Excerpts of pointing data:
....................
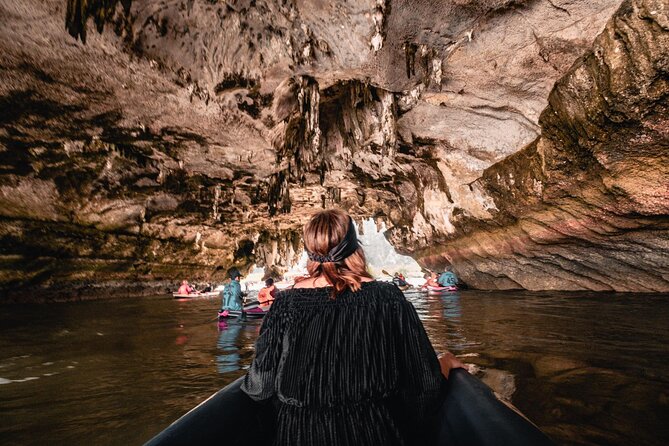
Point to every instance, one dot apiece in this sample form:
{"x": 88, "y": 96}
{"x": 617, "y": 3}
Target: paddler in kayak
{"x": 267, "y": 294}
{"x": 431, "y": 280}
{"x": 343, "y": 359}
{"x": 185, "y": 288}
{"x": 232, "y": 296}
{"x": 448, "y": 278}
{"x": 400, "y": 281}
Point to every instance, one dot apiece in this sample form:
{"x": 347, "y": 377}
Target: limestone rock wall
{"x": 189, "y": 136}
{"x": 586, "y": 205}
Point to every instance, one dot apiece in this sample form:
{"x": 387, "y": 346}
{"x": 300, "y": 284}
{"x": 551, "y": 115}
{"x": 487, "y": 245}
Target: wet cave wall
{"x": 190, "y": 136}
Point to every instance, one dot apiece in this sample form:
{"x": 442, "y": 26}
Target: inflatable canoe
{"x": 440, "y": 289}
{"x": 470, "y": 416}
{"x": 196, "y": 295}
{"x": 251, "y": 311}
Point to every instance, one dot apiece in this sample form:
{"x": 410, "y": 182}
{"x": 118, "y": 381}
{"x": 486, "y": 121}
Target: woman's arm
{"x": 259, "y": 383}
{"x": 422, "y": 382}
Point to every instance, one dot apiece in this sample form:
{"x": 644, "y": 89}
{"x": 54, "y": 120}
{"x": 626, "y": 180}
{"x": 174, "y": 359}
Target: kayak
{"x": 196, "y": 295}
{"x": 470, "y": 415}
{"x": 252, "y": 311}
{"x": 440, "y": 289}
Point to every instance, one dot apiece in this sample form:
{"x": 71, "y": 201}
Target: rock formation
{"x": 193, "y": 135}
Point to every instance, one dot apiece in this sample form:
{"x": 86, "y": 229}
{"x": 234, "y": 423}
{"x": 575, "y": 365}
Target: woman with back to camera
{"x": 344, "y": 358}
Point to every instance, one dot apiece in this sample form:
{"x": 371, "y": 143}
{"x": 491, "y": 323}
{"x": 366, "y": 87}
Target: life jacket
{"x": 447, "y": 278}
{"x": 266, "y": 297}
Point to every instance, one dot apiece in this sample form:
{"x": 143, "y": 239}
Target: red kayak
{"x": 439, "y": 289}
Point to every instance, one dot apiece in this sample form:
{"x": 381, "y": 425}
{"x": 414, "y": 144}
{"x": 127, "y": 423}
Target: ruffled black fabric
{"x": 355, "y": 370}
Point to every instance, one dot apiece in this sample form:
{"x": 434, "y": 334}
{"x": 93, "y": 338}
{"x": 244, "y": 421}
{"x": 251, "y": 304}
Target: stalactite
{"x": 217, "y": 197}
{"x": 78, "y": 12}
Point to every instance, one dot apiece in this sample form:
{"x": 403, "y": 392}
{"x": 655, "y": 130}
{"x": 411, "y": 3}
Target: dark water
{"x": 586, "y": 368}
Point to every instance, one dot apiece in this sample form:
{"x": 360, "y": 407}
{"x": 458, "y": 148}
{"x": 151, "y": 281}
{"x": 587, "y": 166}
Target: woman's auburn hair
{"x": 322, "y": 233}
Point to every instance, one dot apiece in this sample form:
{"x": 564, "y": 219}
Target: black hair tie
{"x": 344, "y": 249}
....................
* Stated problem
Transcribe the records verbatim and omit the images.

* Solution
Point to every instance, one dot apiece in this sample form:
{"x": 88, "y": 96}
{"x": 617, "y": 3}
Target: paddler in kayak
{"x": 267, "y": 294}
{"x": 431, "y": 280}
{"x": 343, "y": 359}
{"x": 185, "y": 288}
{"x": 232, "y": 296}
{"x": 448, "y": 278}
{"x": 400, "y": 281}
Point to every instance, one dot apiece in this sample form:
{"x": 347, "y": 377}
Target: limestone rock wall
{"x": 189, "y": 136}
{"x": 586, "y": 205}
Point to every instance, one dot apiece in this sample form:
{"x": 387, "y": 346}
{"x": 300, "y": 284}
{"x": 551, "y": 115}
{"x": 487, "y": 245}
Target: wet cave wall
{"x": 190, "y": 136}
Point to every instance, one dot apiece in this sample form:
{"x": 442, "y": 26}
Target: inflatable canoe
{"x": 440, "y": 289}
{"x": 470, "y": 416}
{"x": 196, "y": 295}
{"x": 251, "y": 311}
Point to every instance, one dot apiece in this sample form:
{"x": 410, "y": 182}
{"x": 118, "y": 381}
{"x": 486, "y": 121}
Target: woman's arm
{"x": 259, "y": 383}
{"x": 422, "y": 382}
Point to every instance, one dot apiece in this sample form:
{"x": 644, "y": 89}
{"x": 54, "y": 120}
{"x": 626, "y": 180}
{"x": 174, "y": 359}
Target: kayak
{"x": 196, "y": 295}
{"x": 470, "y": 415}
{"x": 252, "y": 311}
{"x": 440, "y": 289}
Point to every instance, one dot apiece in this sample form:
{"x": 71, "y": 201}
Target: rock formation
{"x": 193, "y": 135}
Point to every instance, one dot apiece in this sample form:
{"x": 86, "y": 229}
{"x": 234, "y": 423}
{"x": 575, "y": 365}
Target: woman with back to camera
{"x": 344, "y": 358}
Point to every instance, one dot apiece in this sample form:
{"x": 371, "y": 143}
{"x": 491, "y": 323}
{"x": 366, "y": 87}
Target: life jacket
{"x": 447, "y": 278}
{"x": 266, "y": 297}
Point to every instance, one dot apiece in this sample form:
{"x": 143, "y": 239}
Target: red kayak
{"x": 439, "y": 289}
Point to every instance, one dot apiece in this sample form:
{"x": 381, "y": 425}
{"x": 414, "y": 144}
{"x": 127, "y": 423}
Target: ruffled black fabric
{"x": 355, "y": 370}
Point to every instance, one dot apiece in this sample form:
{"x": 434, "y": 334}
{"x": 93, "y": 338}
{"x": 244, "y": 421}
{"x": 251, "y": 304}
Target: stalactite
{"x": 217, "y": 197}
{"x": 78, "y": 12}
Point to every instance, one dot apiece in this sample form:
{"x": 403, "y": 392}
{"x": 655, "y": 130}
{"x": 411, "y": 3}
Target: dark water
{"x": 586, "y": 368}
Point to every instance, one dot apiece in this sample form:
{"x": 360, "y": 407}
{"x": 458, "y": 148}
{"x": 151, "y": 281}
{"x": 587, "y": 166}
Target: woman's auburn hair
{"x": 322, "y": 233}
Point to every instance, one dot apiece in this sample form:
{"x": 564, "y": 219}
Target: black hair tie
{"x": 344, "y": 249}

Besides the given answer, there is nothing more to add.